• TEXT BLOCK:
• • • •

There are various methods for image semantic segmentation, but for the difference between PCB CT images and natural images, we needed to choose a suitable method for our task, so we have conducted experiments using several typical methods, such as U-Net, PSPNet, EMANet, Deeplabv3+, etc. The specific experimental results are shown in Table 1. Although these methods can achieve end-to-end element segmentation, the results are not very satisfactory. These models need more labeled data to perform better, which will lead to a large training cost. In view of this, we first apply the “Pre-training & Fine-tuning” paradigm to PCB CT element segmentation task, and verify the effectiveness of our method through experiments, which can reduce the reliance of the model on labeled data, improve the utilization of unlabeled data, and accelerate the training and deployment of the model.
PCB Nondestructive Testing refers to the use of cone beam CT to image the printed circuit boards in electronic equipment, and then use certain technical means to analyze and diagnose the PCB CT images to achieve the purpose of nondestructive maintenance and analysis of important electronic equipment. Since the elements of printed circuit boards such as vias, pads, and wires connect various components and thus achieve different functions, the inspection of these elements is a key step in the whole process. With the development of deep learning, some element detection methods based on deep neural networks provided a new approach for element detection, such as the wire segmentation method using deep convolutional neural networks combined with graphical cut models [3], the component segmentation method [40] that constructs a random forest pixel classifier, and the use of Mask R-CNN [41] implementation of vias detection [4]. These methods have not been very maturely applied in the actual nondestructive testing process, but they have validated the great potential of image semantic segmentation based on deep learning in element detection.
We made many attempts to better promote the application of image semantic segmentation in the element detection task. Aiming at the characteristics of PCB CT images and the cost of data annotation, we finally adopted the route of unsupervised pre-training before supervised fine-tuning. We first put CD-MAE on a large amount of unlabeled data to adequately learn the feature representation of elements in PCB CT images. After the pre-training, we select the encoder as the feature extraction module and adopt UperNet [42] as the segmentation head, and then the whole segmentation network is fine-tuned on a small amount of labeled data to finally achieve PCB CT image element segmentation, where the parameters of the pre-trained encoder part will be frozen in this stage. Through experiments, we demonstrate that our pre-training method outperforms MAE and surpasses some classical supervised models.

• • • •

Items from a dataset
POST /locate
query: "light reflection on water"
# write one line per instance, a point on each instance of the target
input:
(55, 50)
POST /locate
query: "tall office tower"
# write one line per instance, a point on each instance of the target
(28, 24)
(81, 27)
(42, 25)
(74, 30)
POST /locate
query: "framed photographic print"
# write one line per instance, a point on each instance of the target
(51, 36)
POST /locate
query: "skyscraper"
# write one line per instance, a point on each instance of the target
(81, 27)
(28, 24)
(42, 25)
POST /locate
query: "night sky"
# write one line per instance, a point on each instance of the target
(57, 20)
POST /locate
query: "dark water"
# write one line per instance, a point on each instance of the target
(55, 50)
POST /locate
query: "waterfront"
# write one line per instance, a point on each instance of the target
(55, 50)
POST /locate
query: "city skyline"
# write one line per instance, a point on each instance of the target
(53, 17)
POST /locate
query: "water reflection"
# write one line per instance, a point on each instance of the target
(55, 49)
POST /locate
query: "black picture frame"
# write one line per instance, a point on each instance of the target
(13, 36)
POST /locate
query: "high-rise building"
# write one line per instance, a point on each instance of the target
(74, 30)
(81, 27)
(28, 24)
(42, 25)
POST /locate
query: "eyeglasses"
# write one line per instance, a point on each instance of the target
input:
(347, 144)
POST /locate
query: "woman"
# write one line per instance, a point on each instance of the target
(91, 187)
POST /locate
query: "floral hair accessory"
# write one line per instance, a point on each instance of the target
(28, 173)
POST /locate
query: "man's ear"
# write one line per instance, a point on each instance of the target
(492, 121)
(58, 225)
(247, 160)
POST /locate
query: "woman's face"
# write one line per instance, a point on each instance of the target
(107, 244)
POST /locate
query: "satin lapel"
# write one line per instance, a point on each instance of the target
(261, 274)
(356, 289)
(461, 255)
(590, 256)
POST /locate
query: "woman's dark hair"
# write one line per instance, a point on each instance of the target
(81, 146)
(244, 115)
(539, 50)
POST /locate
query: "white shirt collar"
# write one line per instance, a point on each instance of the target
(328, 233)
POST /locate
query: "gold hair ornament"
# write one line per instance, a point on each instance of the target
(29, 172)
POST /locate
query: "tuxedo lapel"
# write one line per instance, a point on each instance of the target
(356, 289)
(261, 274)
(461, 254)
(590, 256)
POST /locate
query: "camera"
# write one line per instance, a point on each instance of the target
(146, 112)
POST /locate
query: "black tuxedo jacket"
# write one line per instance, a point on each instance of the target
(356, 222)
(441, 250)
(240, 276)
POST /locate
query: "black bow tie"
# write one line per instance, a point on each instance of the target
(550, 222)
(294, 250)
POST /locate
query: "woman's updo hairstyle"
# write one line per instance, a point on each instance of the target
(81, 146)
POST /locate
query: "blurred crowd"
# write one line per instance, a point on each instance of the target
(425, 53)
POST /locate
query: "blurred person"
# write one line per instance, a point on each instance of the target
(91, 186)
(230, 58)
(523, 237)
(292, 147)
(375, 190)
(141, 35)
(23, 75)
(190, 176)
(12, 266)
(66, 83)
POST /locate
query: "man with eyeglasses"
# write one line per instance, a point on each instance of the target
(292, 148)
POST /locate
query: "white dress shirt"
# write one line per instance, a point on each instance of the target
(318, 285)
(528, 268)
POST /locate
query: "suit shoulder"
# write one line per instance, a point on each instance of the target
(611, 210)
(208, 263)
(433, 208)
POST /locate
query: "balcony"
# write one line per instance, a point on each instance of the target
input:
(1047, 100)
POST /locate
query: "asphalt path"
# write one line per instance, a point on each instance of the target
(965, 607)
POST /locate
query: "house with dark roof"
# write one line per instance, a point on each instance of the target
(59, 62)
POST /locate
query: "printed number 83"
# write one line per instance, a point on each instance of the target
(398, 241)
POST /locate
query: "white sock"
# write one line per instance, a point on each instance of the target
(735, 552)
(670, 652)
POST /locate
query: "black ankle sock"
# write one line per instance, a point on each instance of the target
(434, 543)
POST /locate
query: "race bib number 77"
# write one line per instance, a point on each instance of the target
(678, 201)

• • • •

• LIST OF TASKS:
a) Reproduce the portion of the PCB CT segmentation text from "There are various" to "of the model.".
b) According to the PCB CT segmentation text, what was adopted as the segmentation head after pre-training?

• ANSWERS BELOW:
a)
There are various methods for image semantic segmentation, but for the difference between PCB CT images and natural images, we needed to choose a suitable method for our task, so we have conducted experiments using several typical methods, such as U-Net, PSPNet, EMANet, Deeplabv3+, etc. The specific experimental results are shown in Table 1. Although these methods can achieve end-to-end element segmentation, the results are not very satisfactory. These models need more labeled data to perform better, which will lead to a large training cost. In view of this, we first apply the “Pre-training & Fine-tuning” paradigm to PCB CT element segmentation task, and verify the effectiveness of our method through experiments, which can reduce the reliance of the model on labeled data, improve the utilization of unlabeled data, and accelerate the training and deployment of the model.

b) UperNet was adopted as the segmentation head.